[Dataset rows]:
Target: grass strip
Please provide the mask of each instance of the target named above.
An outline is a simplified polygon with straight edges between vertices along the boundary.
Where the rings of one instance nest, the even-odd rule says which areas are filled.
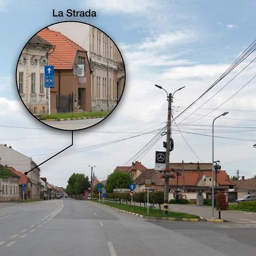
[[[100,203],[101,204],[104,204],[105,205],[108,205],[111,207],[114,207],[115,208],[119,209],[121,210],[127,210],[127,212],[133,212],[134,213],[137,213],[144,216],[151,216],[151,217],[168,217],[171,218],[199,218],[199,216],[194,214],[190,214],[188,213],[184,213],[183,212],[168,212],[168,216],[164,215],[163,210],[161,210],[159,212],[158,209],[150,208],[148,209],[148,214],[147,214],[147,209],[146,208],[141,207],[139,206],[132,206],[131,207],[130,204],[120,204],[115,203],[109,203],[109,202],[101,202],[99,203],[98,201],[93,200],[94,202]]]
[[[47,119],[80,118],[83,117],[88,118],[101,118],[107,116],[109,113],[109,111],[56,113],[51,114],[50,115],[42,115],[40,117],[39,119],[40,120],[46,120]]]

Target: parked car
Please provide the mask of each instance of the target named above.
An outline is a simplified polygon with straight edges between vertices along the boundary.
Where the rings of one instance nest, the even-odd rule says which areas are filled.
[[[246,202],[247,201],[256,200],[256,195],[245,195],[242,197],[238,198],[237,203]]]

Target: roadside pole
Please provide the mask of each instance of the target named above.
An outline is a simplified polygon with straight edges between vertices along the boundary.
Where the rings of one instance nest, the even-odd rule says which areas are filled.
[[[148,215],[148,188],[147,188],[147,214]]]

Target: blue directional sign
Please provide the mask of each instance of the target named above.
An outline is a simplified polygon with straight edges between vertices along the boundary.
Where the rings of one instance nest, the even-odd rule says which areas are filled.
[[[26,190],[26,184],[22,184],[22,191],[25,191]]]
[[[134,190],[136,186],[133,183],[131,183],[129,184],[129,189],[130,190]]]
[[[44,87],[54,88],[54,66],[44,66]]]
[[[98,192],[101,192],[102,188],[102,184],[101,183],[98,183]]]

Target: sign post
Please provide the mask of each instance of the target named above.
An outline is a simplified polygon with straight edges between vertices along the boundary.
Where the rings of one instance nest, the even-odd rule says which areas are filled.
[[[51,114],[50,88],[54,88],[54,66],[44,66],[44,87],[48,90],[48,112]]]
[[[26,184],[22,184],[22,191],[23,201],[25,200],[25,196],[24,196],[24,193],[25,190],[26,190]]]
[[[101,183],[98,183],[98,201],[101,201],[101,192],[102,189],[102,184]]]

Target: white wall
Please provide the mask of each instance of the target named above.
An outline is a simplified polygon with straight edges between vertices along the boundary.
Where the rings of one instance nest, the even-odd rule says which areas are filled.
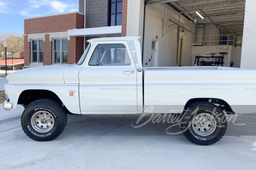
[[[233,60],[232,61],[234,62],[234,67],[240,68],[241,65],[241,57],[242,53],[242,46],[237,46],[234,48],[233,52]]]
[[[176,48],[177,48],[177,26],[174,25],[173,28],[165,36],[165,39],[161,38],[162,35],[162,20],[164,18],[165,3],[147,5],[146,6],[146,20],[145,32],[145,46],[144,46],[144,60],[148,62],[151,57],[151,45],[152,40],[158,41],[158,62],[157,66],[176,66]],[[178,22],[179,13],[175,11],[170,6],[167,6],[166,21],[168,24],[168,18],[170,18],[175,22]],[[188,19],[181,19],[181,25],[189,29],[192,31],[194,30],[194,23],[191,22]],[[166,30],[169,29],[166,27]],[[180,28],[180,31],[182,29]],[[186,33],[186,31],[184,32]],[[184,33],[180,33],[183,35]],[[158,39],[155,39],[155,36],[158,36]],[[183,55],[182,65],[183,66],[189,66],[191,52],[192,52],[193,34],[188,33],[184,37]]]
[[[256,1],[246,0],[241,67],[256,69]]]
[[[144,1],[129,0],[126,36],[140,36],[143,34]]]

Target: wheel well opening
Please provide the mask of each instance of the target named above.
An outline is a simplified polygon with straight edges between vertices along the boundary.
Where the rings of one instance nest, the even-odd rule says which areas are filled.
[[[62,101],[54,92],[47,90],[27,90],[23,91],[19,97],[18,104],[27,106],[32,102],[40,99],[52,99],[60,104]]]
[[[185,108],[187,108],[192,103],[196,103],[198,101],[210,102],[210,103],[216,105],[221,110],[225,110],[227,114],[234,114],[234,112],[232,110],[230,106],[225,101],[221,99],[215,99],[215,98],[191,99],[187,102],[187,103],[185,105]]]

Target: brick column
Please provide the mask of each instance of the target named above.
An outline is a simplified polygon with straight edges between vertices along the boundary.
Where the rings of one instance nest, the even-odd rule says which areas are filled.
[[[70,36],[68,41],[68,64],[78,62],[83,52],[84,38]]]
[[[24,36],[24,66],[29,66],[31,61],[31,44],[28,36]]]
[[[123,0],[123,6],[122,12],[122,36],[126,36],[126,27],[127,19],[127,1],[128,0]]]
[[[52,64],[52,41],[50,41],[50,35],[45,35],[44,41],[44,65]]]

[Problem details]: Could you switch "roadside pole" to "utility pole" and give the lines of the listing from the line with "Target: parked car" to the line with "[[[148,215],[148,188],[147,188],[147,214]]]", leaving everything else unchanged?

[Answer in full]:
Target: parked car
Please provide the mask of each instance of the target named above.
An outline is a simplified polygon with straight edges between vertices along the boundary.
Where the rings of one instance nest, the even-odd rule says which areas are filled.
[[[246,202],[247,201],[256,200],[256,195],[245,195],[242,197],[238,198],[237,203]]]

Target: utility pole
Please provide the mask of each instance of the target named above.
An outline is a simplified polygon with straight edges between vertices along the boundary.
Where the rings of one instance nest, the even-odd rule says which areas are filled.
[[[148,215],[148,188],[147,188],[147,214]]]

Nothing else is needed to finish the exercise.